Your instructions: Copy out each line of the data below that contains the string "terracotta". Matching is case-sensitive, so uppercase and lowercase letters count as different.

START The data

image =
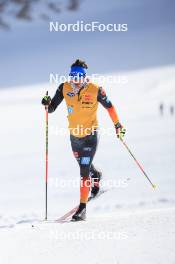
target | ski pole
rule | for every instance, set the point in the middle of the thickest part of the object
(141, 168)
(46, 159)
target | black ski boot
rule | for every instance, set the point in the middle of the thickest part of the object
(95, 183)
(80, 214)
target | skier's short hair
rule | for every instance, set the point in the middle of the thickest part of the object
(80, 63)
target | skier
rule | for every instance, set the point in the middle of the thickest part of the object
(82, 99)
(161, 108)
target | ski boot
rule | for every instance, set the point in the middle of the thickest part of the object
(80, 214)
(95, 182)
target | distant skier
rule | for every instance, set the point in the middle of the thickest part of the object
(161, 108)
(82, 99)
(172, 110)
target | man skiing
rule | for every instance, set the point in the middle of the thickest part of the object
(82, 99)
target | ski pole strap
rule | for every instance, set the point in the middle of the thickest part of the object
(139, 165)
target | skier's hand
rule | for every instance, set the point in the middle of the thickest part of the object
(120, 130)
(46, 100)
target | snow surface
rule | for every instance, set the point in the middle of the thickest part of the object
(131, 223)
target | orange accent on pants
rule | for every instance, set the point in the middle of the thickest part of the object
(84, 189)
(113, 114)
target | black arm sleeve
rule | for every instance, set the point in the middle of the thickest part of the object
(57, 99)
(103, 99)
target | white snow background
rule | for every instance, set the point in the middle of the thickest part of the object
(140, 220)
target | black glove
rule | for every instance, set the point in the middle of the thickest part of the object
(120, 130)
(46, 100)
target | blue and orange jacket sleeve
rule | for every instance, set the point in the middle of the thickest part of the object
(103, 99)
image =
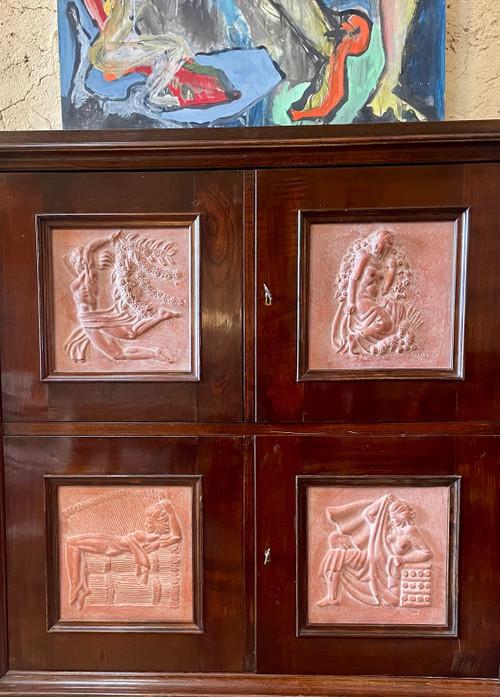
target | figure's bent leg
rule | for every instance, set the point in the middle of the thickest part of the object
(332, 579)
(77, 568)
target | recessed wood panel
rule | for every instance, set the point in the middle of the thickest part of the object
(134, 544)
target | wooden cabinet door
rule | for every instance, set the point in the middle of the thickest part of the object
(125, 554)
(412, 342)
(377, 555)
(113, 286)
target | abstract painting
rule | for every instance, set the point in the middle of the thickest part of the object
(175, 63)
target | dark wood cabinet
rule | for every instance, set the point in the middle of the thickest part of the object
(250, 411)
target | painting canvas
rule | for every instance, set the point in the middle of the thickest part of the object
(175, 63)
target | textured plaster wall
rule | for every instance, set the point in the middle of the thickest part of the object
(29, 69)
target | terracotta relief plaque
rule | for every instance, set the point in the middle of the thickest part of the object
(120, 301)
(126, 553)
(382, 298)
(379, 555)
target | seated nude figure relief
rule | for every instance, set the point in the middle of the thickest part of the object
(376, 314)
(117, 296)
(377, 555)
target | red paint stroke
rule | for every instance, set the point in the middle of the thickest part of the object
(354, 43)
(196, 85)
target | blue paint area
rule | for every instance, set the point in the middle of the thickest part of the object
(237, 32)
(423, 74)
(363, 5)
(252, 73)
(67, 43)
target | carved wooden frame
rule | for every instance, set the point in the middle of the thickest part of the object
(306, 628)
(44, 226)
(308, 218)
(54, 622)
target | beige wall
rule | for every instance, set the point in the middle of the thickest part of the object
(29, 70)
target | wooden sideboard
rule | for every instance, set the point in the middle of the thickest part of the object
(250, 407)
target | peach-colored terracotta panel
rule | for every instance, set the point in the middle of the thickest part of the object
(121, 300)
(381, 296)
(378, 555)
(125, 553)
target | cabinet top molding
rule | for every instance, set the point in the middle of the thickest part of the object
(234, 148)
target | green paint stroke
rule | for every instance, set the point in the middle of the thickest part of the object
(363, 73)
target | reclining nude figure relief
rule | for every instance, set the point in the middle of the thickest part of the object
(370, 544)
(125, 263)
(161, 530)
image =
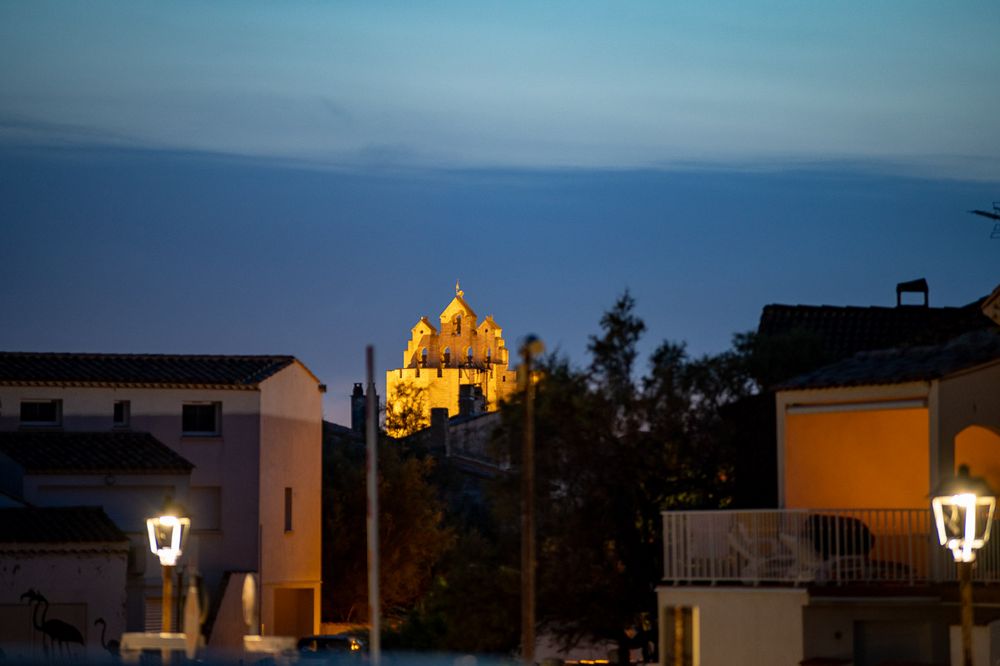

END The data

Output of the task:
target | terracotta relief plaque
target | peach-colored terracotta panel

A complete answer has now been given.